Vivir hacia Dios, porque somos sus hijos muy amados, colma de dignidad nuestra existencia, nos da la mayor categoría que existe en este mundo. De ahí que suponga una pérdida sin igual oponerse a Dios o simplemente no actualizar de algún modo la tendencia a lo divino. Las vírgenes necias de la parábola incurren en este defecto. Son como esas personas que, al confundir su felicidad particular --una tranquilidad que podríamos llamar privada o, a su modo-- con el verdadero ideal de Dios y en Dios para ellos, pretenden una paz a base de ocuparse en sus intereses, o en sus caprichos, dejando de lado, a sabiendas, el querer de Dios. Dicen ser leales a Dios --se sienten cristianos-- y, en su contradicción, se desentienden de Él en el día a día de modo consciente, y lo saben.  

Unicamente preocupados de sí mismos, por la felicidad del momento y no por Dios, ponen su interés en ese instante inmediato de gozo privado, de autosatisfacción. Los demás momentos que es necesario esperar, en una espera activa --no inerte, no solamente soportando, como si nada hubiera que hacer salvo estar allí-- carecerían de interés, porque no repercuten en inmediato deleite. No interesa tanto amar como gozar. Un gozo que puede, desde luego, impulsar al esfuerzo, animar al empeño en una espera paciente, pero considerados en sí mismos sin sentido, y que se soportan únicamente por ser condición inevitable para una satisfacción personal que compensa en el conjunto.

● **Ítems de datos**

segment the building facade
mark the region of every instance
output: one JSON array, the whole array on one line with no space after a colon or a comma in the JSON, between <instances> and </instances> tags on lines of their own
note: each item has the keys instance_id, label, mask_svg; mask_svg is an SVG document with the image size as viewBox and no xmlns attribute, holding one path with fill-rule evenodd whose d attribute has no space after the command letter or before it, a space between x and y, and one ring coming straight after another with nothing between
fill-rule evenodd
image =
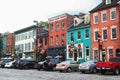
<instances>
[{"instance_id":1,"label":"building facade","mask_svg":"<svg viewBox=\"0 0 120 80\"><path fill-rule=\"evenodd\" d=\"M93 59L120 56L120 0L102 0L90 11Z\"/></svg>"},{"instance_id":2,"label":"building facade","mask_svg":"<svg viewBox=\"0 0 120 80\"><path fill-rule=\"evenodd\" d=\"M68 26L73 23L74 16L64 13L49 18L49 48L48 55L55 57L60 55L66 59L66 31Z\"/></svg>"},{"instance_id":3,"label":"building facade","mask_svg":"<svg viewBox=\"0 0 120 80\"><path fill-rule=\"evenodd\" d=\"M80 63L90 60L91 38L90 38L89 15L77 16L67 30L67 59Z\"/></svg>"},{"instance_id":4,"label":"building facade","mask_svg":"<svg viewBox=\"0 0 120 80\"><path fill-rule=\"evenodd\" d=\"M35 40L37 26L32 25L15 31L15 49L18 58L33 58L35 55Z\"/></svg>"},{"instance_id":5,"label":"building facade","mask_svg":"<svg viewBox=\"0 0 120 80\"><path fill-rule=\"evenodd\" d=\"M48 55L48 30L37 30L38 61L44 61Z\"/></svg>"},{"instance_id":6,"label":"building facade","mask_svg":"<svg viewBox=\"0 0 120 80\"><path fill-rule=\"evenodd\" d=\"M7 36L6 36L6 54L7 55L12 55L12 53L14 53L13 51L13 46L14 46L14 35L13 33L9 33Z\"/></svg>"}]
</instances>

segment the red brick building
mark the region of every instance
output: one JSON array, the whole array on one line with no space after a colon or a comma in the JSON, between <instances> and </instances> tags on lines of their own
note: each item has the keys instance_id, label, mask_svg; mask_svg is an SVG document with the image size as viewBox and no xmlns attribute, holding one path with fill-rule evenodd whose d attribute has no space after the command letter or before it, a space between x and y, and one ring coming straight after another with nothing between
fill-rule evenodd
<instances>
[{"instance_id":1,"label":"red brick building","mask_svg":"<svg viewBox=\"0 0 120 80\"><path fill-rule=\"evenodd\" d=\"M74 16L70 14L61 14L49 18L49 56L61 55L66 59L66 31L73 24Z\"/></svg>"},{"instance_id":2,"label":"red brick building","mask_svg":"<svg viewBox=\"0 0 120 80\"><path fill-rule=\"evenodd\" d=\"M93 59L120 56L120 0L102 0L90 11Z\"/></svg>"},{"instance_id":3,"label":"red brick building","mask_svg":"<svg viewBox=\"0 0 120 80\"><path fill-rule=\"evenodd\" d=\"M47 57L48 49L48 30L37 29L37 47L39 50L38 61L44 61Z\"/></svg>"},{"instance_id":4,"label":"red brick building","mask_svg":"<svg viewBox=\"0 0 120 80\"><path fill-rule=\"evenodd\" d=\"M6 36L6 54L7 55L12 55L12 53L13 53L13 46L14 46L13 38L14 38L13 33L9 33Z\"/></svg>"}]
</instances>

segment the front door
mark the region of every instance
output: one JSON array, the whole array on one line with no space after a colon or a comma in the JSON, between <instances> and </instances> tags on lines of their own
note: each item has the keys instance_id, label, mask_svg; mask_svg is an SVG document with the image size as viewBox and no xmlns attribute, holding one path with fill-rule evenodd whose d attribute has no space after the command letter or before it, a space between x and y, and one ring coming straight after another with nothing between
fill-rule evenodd
<instances>
[{"instance_id":1,"label":"front door","mask_svg":"<svg viewBox=\"0 0 120 80\"><path fill-rule=\"evenodd\" d=\"M77 50L74 50L74 61L77 61Z\"/></svg>"}]
</instances>

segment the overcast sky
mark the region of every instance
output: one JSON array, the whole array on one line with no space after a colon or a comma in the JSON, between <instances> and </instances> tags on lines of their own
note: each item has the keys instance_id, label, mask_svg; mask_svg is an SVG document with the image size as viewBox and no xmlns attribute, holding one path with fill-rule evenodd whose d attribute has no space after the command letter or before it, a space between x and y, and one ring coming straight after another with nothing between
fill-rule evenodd
<instances>
[{"instance_id":1,"label":"overcast sky","mask_svg":"<svg viewBox=\"0 0 120 80\"><path fill-rule=\"evenodd\" d=\"M47 21L63 13L88 13L102 0L0 0L0 33Z\"/></svg>"}]
</instances>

● **Tareas del ejercicio**
1. Transcribe del texto sobre las vírgenes necias el fragmento que va desde "Vivir hacia Dios, porque" hasta "y lo saben.".
2. Prolonga el texto sobre las vírgenes necias a partir del punto en que termina.

● **Respuestas**
1.
Vivir hacia Dios, porque somos sus hijos muy amados, colma de dignidad nuestra existencia, nos da la mayor categoría que existe en este mundo. De ahí que suponga una pérdida sin igual oponerse a Dios o simplemente no actualizar de algún modo la tendencia a lo divino. Las vírgenes necias de la parábola incurren en este defecto. Son como esas personas que, al confundir su felicidad particular --una tranquilidad que podríamos llamar privada o, a su modo-- con el verdadero ideal de Dios y en Dios para ellos, pretenden una paz a base de ocuparse en sus intereses, o en sus caprichos, dejando de lado, a sabiendas, el querer de Dios. Dicen ser leales a Dios --se sienten cristianos-- y, en su contradicción, se desentienden de Él en el día a día de modo consciente, y lo saben.

2.
Por eso, el momento de la recompensa, ese instante final del premio prometido, se ve lleno de incertidumbre, y se tiene en la impresión de vivir en una especie de vacío, entre ahora y el instante valioso, el definitivo, el únicamente interesante --el del propio gozo--, que es el último de la vida. Es lógico que falte entonces la decisión de esperar activamente, con interés mientras se aguarda. Precisamente esto es lo que caracteriza a la espera activa de quien espera con sentido, movido a esperar por el interés de la espera misma. El amor es lo propio de quien quiere esperar. 

La alegría plena y definitiva es una perfecta comunión de amor que Dios nos ha prometido con El. Como todo amor, reclama una donación mutua. Y ya que hemos recibido de Dios cuanto somos y tenemos, y concretamente la sin igual capacidad de conocerle y amarle, es necesario dirigir nuestra inteligencia y voluntad hacia Él, si queremos amarle como debemos. Si no, necesariamente acabamos empleando esos talentos o capacidades que nos configuran como personas --inteligencia y voluntad-- en favor nuestro. No cumplen, entonces, su fin, pues pretendemos lograr con ellos una paz, fruto del egoismo, que solamente existe en nuestra imaginación.  

Sólo Dios, eterno, que no vive en el tiempo, conoce actualmente cuando será ese último día en el que debemos estar preparados necesariamente para nuestra salvación. Es posible, que si conociéramos que ese día, estaríamos, mientras tanto, dejándonos llevar por pensamientos egoístas y, por ello, empequeñeciendo más y más nuestra categoría personal, al no pensar en Dios. Posiblemente, sí, satisfechos de ilusiones terrenas, de compensaciones materiales, que, además, contribuyen a no echar en falta la paz y la alegría que sólo Dios concede. Por el contrario, quien a Dios tiene, nada le falta, sólo Dios basta, concluye santa Teresa de Ávila.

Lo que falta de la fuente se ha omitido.